_INPUT_:
* start *

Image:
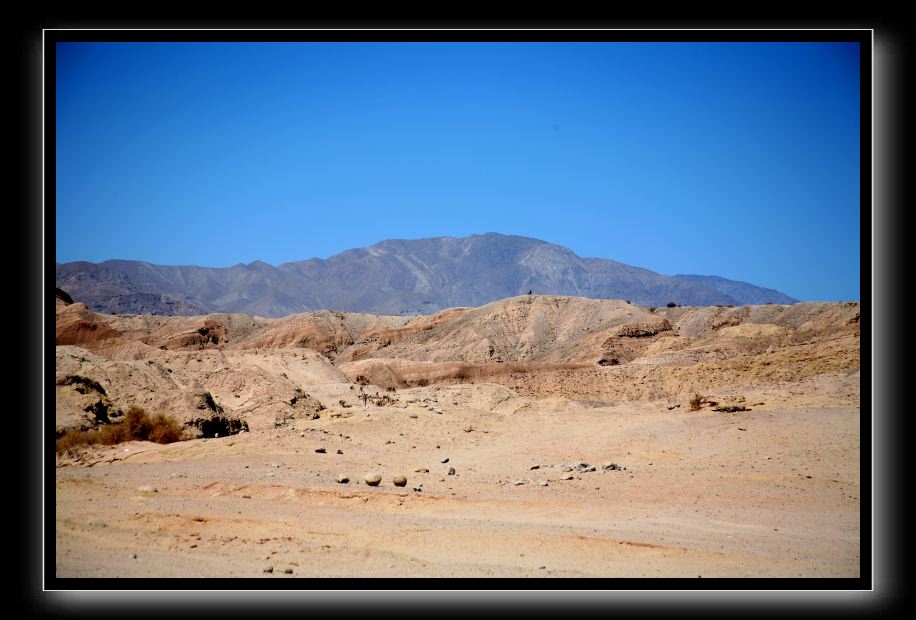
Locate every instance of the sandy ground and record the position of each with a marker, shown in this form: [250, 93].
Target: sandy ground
[766, 492]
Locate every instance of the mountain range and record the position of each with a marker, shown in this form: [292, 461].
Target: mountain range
[392, 277]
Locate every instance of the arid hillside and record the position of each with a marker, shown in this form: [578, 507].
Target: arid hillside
[539, 346]
[533, 436]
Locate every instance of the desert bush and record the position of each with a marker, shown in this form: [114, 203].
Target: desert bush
[136, 425]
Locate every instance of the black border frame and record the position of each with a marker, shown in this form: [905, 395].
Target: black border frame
[859, 33]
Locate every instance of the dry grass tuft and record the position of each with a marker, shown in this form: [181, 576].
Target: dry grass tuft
[137, 425]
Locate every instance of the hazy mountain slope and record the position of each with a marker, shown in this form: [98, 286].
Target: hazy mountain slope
[393, 277]
[747, 293]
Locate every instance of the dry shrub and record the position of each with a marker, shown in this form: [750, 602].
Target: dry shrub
[137, 425]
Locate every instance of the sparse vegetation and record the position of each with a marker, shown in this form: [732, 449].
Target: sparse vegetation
[137, 425]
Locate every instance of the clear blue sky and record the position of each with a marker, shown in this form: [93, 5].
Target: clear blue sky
[739, 160]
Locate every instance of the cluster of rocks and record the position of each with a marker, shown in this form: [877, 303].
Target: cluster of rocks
[428, 403]
[569, 470]
[373, 479]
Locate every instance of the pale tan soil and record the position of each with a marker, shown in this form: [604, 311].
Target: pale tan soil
[704, 493]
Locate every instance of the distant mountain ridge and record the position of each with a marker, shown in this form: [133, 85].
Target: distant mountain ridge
[394, 277]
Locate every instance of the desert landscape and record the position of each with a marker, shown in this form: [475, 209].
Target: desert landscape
[534, 436]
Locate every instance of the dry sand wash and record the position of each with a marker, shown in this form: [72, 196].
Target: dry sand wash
[523, 396]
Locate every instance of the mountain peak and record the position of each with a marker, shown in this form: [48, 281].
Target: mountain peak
[398, 277]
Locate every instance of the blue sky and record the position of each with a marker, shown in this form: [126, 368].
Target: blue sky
[739, 160]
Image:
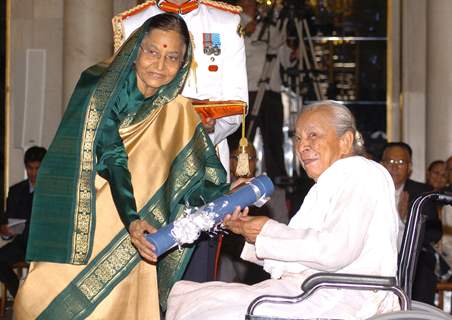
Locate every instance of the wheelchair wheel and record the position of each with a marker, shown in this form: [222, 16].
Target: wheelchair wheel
[412, 315]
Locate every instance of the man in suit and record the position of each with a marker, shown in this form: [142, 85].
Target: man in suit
[397, 158]
[18, 206]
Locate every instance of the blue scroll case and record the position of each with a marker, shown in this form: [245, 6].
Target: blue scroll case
[255, 192]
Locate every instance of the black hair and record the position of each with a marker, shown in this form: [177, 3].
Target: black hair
[171, 22]
[434, 163]
[33, 154]
[399, 144]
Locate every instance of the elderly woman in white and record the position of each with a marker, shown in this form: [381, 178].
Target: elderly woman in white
[347, 224]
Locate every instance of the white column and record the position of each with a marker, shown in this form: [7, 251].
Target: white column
[439, 79]
[414, 84]
[88, 38]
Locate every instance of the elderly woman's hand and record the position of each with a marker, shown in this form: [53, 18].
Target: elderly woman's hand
[137, 230]
[209, 125]
[240, 223]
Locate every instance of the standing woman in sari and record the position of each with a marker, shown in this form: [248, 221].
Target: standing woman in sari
[128, 155]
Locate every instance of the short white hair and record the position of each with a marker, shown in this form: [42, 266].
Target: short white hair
[342, 120]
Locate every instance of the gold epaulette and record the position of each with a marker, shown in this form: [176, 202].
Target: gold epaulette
[117, 21]
[222, 6]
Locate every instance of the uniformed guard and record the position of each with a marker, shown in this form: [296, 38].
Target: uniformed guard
[218, 74]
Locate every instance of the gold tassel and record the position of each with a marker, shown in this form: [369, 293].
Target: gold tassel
[243, 165]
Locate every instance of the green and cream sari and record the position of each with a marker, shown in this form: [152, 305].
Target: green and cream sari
[115, 154]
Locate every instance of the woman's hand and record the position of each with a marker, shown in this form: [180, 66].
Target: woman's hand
[237, 183]
[209, 125]
[240, 223]
[137, 230]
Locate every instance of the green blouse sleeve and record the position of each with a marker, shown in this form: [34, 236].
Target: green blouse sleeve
[112, 165]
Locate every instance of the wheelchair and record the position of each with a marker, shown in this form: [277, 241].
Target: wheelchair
[400, 285]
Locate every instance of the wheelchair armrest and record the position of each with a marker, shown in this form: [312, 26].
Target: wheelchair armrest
[343, 278]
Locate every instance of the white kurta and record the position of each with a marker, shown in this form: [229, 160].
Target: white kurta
[229, 82]
[347, 224]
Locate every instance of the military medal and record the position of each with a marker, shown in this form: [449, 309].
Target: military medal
[211, 43]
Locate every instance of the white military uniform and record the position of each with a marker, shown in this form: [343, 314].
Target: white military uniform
[216, 77]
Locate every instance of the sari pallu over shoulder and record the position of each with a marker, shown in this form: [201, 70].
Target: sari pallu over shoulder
[63, 214]
[64, 218]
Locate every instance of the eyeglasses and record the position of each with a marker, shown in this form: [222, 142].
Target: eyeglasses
[397, 163]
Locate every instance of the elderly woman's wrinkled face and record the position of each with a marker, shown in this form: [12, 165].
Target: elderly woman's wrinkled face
[160, 57]
[317, 144]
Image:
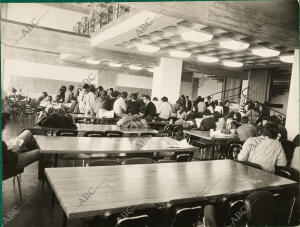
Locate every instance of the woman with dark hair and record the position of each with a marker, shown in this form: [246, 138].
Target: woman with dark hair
[264, 150]
[251, 113]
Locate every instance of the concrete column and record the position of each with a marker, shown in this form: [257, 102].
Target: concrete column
[167, 79]
[107, 79]
[292, 118]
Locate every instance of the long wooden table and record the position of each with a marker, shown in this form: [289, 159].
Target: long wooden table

* end *

_WHAT TO WORK ON_: The line that contains "Locate every instance of the elderly woman's wrinkled" begins the part to retype, and the last line of the records above ends it. Retype both and everything between, exactly, without the pictures.

_FULL RESPONSE_:
Locate every instance of the elderly woman's wrinkled face and record the position of each with a marker, shown in this form: [12, 165].
Target: elderly woman's wrinkled face
[160, 57]
[317, 144]
Image:
Locate every instance of the woman with dark hair and record the position of each with a marker, shown in this form: [246, 138].
Target: woman with dark hair
[264, 150]
[251, 113]
Locate every instance of the concrete column and record the position of each with a marker, shown in this form: [257, 102].
Target: concrete column
[167, 79]
[107, 79]
[292, 118]
Locate every instance of the long wooden table and record the position of each with a marker, shown in this form: [289, 159].
Target: long wooden table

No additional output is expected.